- [PROBLEM]
Reproduce word for word the stretch from "This includes the" through "about PCT ?" in the mailing-list reply on perceptual control below.

- [PASSAGE SHOWN]
===

[From Bill Powers (960920.0900 MDT)]
Rupert Young (960920 1100 BST)--
I am interested in how and why we attend, by eye movements (for
example) to elements of the environment ...
You didn't say "how we respond, by eye movements" so you already have 37
points in your favor.
I haven't seen any of the demos yet, are there any for UNIX?
Sorry, everything is for a PC. There was a period when people told me that
my demos would become wildly popular if I wrote them in C, so I did, and
nobody actually wanted to work in C. So I went back to Pascal, which is what
all of the present work is done in. Your best bet is to find a friend with a
PC and run the programs there.
My work involves trying to get a robot (robot arm with camera) to locate
foveate) targets by a feedback process whereby the current scene is
compared >with a memory model (goal) and the difference is minimised by
moving the >sensor to bring the target into a position (viewpoint) that
corresponds to >the viewpoint in which the model was learned.
You will be particularly interested in the two Little Man models, Arm
versions 1 and 2. These models simulate a little man with one arm having
three degrees of freedom (two at shoulder, one at elbow). The little man
reaches out to track a user-movable target with the tip of the "finger," in
three dimensions. Version two includes muscle properties, stretch and tendon
reflex control systems, physical dynamics of the arm, and a visual tracking
system using binocular vision.
The vision system includes everything up to presenting images on the two
retinas (with a sort of ray-tracing to represent target and finger
positions). But then I simply assert that there are perceptual signals
standing for the various positions, without working out HOW they are
generated, and the rest is done with those signals. Each eye "foveates" the
target; the two eyes are turned to fuse the target images. The result is a
doubled image of the fingertip, indicating the relative depth disparity of
target and fingertip. This provides the signal for controlling in radius.
It appears that you're working on the "how" part of this model. If your
project succeeds, you should be able to substitute your vision model for my
sketched-in one, with the result that we would have the Grand Master Model
of visual pointing control.
An object is represented by a hierarchy of features. Features at each
level >of the hierarchy represent an increasingly complex combination of
features >from the preceding levels. Associated with each level is a
difference >measure (error signal?) between model and data. (At the moment
I am >combining the measures, though am considering giving priority to
This is exactly the organization of the perceptual side of the HPCT model.
If you add control loops at each level, you will have a means for
_controlling_ features at one level by _varying_ features at a lower level.
This includes the relationships for passive recognition that you're working
on, but also provides for adjusting the lower-level world so it matches a
higher-level reference condition. So a singer can adjust the pitch of a note
to sing in harmony with a pitch someone else is singing.
Others will answer your question, too; I'll just tackle two of them very
b) PCT and HPCT seem similar to some of the recent approaches in AI and
A-Life (eg Brook's subsumption architecture), where there is an emphasis on
perception for action, what is different about PCT ?
In Brooks' architecture, as I understood it the last time I looked a couple
of years ago, there is no truly hierarchical structure. Each new control
system at a higher level seems to start from scratch, duplicating low-level
functions of other high-level systems. In HPCT, there is maximum econonomy
of systems, in that a single low-level system is used by ALL high-level
systems that entail its services. I don't know if this is still correct, or
what other differences there may be. Also, it doesn't seem that Brooks'
robots are clearly designed with control of perception in mind. But he's
some some admirably clever things.
c) If I'm correct (from what I've read) a high-level goal is achieved (with
HPCT) by behaving in such a way that the error signal between a mental
model >and current reality is reduced. Let's suppose that the goal is simply
to >look at an object in the room which has been seen before but is not
currently in the field of view. How are we able to represent the object
position in memory such that turning one's head in a particular direction
will reduce the error signal even though the object is not yet directly in
To paraphrase Mark Twain, I am happy to say that I can answer your question
immediately: I don't know.

===

- [PROVIDED DATA]
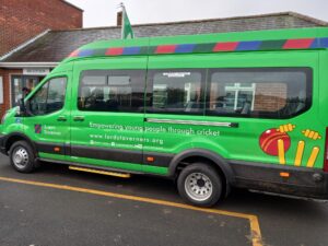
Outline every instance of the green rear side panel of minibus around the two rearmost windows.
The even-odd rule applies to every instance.
[[[145,122],[145,128],[162,127],[162,138],[165,144],[154,145],[144,144],[145,151],[161,151],[167,153],[179,153],[189,148],[206,148],[216,152],[227,160],[243,160],[247,162],[278,164],[278,157],[266,154],[259,147],[259,138],[262,132],[279,128],[280,126],[291,124],[295,126],[295,130],[288,132],[291,139],[291,147],[285,153],[285,164],[295,165],[295,155],[297,143],[305,141],[302,131],[314,129],[325,134],[325,126],[321,122],[313,121],[318,114],[318,52],[317,51],[280,51],[280,52],[258,52],[258,54],[226,54],[226,55],[186,55],[186,56],[159,56],[150,57],[149,71],[165,69],[178,69],[178,71],[188,71],[196,68],[309,68],[313,71],[313,102],[312,107],[289,119],[262,119],[262,118],[238,118],[238,117],[214,117],[198,115],[169,115],[169,114],[145,114],[147,119],[168,119],[168,120],[194,120],[194,121],[213,121],[213,122],[235,122],[236,128],[227,127],[207,127],[179,124],[155,124]],[[150,78],[149,78],[150,79]],[[209,78],[207,78],[209,80]],[[311,126],[308,125],[311,122]],[[173,128],[183,129],[181,133],[176,133]],[[164,131],[163,129],[166,129]],[[191,133],[190,133],[191,132]],[[198,134],[197,132],[203,132]],[[214,133],[213,133],[214,132]],[[207,136],[208,133],[208,136]],[[215,134],[215,136],[213,136]],[[157,132],[148,132],[147,136],[155,137]],[[303,154],[303,163],[306,162],[312,154],[314,148],[320,149],[317,160],[313,167],[323,168],[323,152],[325,149],[324,138],[316,141],[306,141]],[[247,148],[246,148],[247,147]],[[160,148],[160,149],[159,149]]]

===

- [OUTPUT BELOW]
This includes the relationships for passive recognition that you're working
on, but also provides for adjusting the lower-level world so it matches a
higher-level reference condition. So a singer can adjust the pitch of a note
to sing in harmony with a pitch someone else is singing.
Others will answer your question, too; I'll just tackle two of them very
b) PCT and HPCT seem similar to some of the recent approaches in AI and
A-Life (eg Brook's subsumption architecture), where there is an emphasis on
perception for action, what is different about PCT ?